Copy every one of the rows below verbatim, changing nothing.

== EXTRACTED MATERIAL ==
** start **

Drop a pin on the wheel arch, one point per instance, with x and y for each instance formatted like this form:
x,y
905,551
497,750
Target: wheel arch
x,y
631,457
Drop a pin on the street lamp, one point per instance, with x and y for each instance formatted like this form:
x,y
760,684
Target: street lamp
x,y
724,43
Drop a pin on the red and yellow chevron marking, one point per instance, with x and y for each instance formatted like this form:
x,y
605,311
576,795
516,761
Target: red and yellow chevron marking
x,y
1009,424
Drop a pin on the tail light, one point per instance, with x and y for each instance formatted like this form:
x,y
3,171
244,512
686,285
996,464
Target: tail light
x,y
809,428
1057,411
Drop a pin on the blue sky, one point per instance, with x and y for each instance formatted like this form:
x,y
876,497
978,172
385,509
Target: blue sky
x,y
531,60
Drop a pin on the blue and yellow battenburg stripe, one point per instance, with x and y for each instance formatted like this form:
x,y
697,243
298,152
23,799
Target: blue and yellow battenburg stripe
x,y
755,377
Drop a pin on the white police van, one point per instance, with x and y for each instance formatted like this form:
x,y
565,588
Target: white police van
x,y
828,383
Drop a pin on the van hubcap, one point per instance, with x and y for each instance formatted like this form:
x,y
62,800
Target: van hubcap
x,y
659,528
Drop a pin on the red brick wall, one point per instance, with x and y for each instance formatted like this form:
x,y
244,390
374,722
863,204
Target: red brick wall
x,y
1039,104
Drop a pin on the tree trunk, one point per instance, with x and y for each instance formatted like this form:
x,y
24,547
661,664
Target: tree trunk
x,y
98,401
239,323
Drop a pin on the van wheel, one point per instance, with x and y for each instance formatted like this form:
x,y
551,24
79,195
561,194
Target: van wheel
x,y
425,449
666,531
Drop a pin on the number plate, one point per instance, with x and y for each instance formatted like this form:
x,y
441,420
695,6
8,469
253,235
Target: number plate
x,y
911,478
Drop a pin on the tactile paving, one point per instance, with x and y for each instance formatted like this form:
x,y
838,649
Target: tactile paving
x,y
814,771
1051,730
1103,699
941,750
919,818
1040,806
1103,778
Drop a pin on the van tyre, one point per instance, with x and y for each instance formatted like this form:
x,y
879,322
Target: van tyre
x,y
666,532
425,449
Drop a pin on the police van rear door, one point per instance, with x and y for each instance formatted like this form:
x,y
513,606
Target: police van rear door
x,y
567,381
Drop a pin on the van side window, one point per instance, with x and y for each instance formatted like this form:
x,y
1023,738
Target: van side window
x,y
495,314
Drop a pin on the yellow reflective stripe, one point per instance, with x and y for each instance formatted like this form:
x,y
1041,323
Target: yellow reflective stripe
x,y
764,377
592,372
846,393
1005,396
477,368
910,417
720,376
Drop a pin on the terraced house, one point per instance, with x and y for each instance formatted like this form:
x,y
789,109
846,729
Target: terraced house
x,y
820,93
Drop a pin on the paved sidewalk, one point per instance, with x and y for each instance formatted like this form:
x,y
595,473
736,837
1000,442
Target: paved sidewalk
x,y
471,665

** end **

== ANSWER IN FULL ==
Drop a pin on the wheel arch, one point per instance, with x and y for each instance formatted like this form:
x,y
905,551
497,750
Target: wheel arch
x,y
631,457
Drop a pin on the street lamp, one point per instance, with x and y for each instance formatted like this form:
x,y
760,684
Target: street lamp
x,y
724,43
Drop a pin on the red and yellow chevron marking, one point per instance, with x and y for each instance formatted like this form:
x,y
605,311
576,795
516,761
Target: red and yellow chevron marking
x,y
1009,424
Drop a pin on the tail light, one point per instance, with x and y for each instance formatted like this form:
x,y
3,171
244,512
686,285
996,464
Target: tail light
x,y
809,428
1057,411
Drop a pin on the blue sky, one point per instance, with x and y for each instance formatted like this form:
x,y
876,497
978,172
385,509
Target: blue sky
x,y
531,60
Drop a pin on the blue and yellow battenburg stripe, one point per instance, with x and y for each instance formatted like this form:
x,y
697,243
298,152
23,799
Target: blue and yellow battenburg stripe
x,y
755,377
Drop a pin on the white police van, one point per instance, with x and y for each instance formatted like this form:
x,y
565,588
Target: white police van
x,y
828,383
Drop a pin on the van hubcap, one point per instance, with x and y for each instance formatted like this form:
x,y
62,800
Target: van hubcap
x,y
659,528
Drop a pin on the red brick wall, one point per instance, with x and y for each instance formatted like this form:
x,y
244,390
374,722
863,204
Target: red brick wall
x,y
1039,104
Drop a pin on the tree trunk, one point per instance, with x and y for each instance formatted like this form:
x,y
24,547
661,664
Target: tree trunk
x,y
98,401
239,323
Drop a pin on the van wheel, one point per instance, with x and y for each instance formatted like this form:
x,y
551,24
79,195
561,194
Target: van wheel
x,y
425,449
666,531
Drop a pin on the number plate, one point per instance, with x and y for each instance formatted like this form:
x,y
441,420
695,6
8,469
253,235
Target: number plate
x,y
911,478
Drop a pin on the tactile paving, one point per instance, with x and y for each instance formatted like this form:
x,y
838,649
Target: tactile paving
x,y
814,771
1051,730
1103,699
941,750
919,818
1040,806
1103,778
Drop a pin on the van tyre, one point per instance, with x and y for each instance formatted like this form:
x,y
879,322
Target: van tyre
x,y
666,532
425,449
Drop a pin on the police van rear door, one point per instance, with x and y for each instance formatted like this form:
x,y
513,606
Target: police van rear door
x,y
567,381
Drop a pin on the van side window, one point per instance, with x and y for each instance formatted like this form:
x,y
1023,738
Target: van side window
x,y
495,314
Drop a pin on the yellow reflective stripe, one point per instance, with x and y for each instance formatted like this form:
x,y
1041,323
Target: yellow reflective stripe
x,y
764,377
592,372
846,393
1005,396
477,368
910,417
720,376
Drop a pin on the terraced house, one point per instance, with x and y for each instance formatted like this form:
x,y
789,109
846,729
Target: terraced house
x,y
820,93
Drop a pin on the paved sidewalk, one point per instance, with x and y for each instance formatted like this form:
x,y
595,473
736,837
1000,442
Target: paved sidewalk
x,y
471,665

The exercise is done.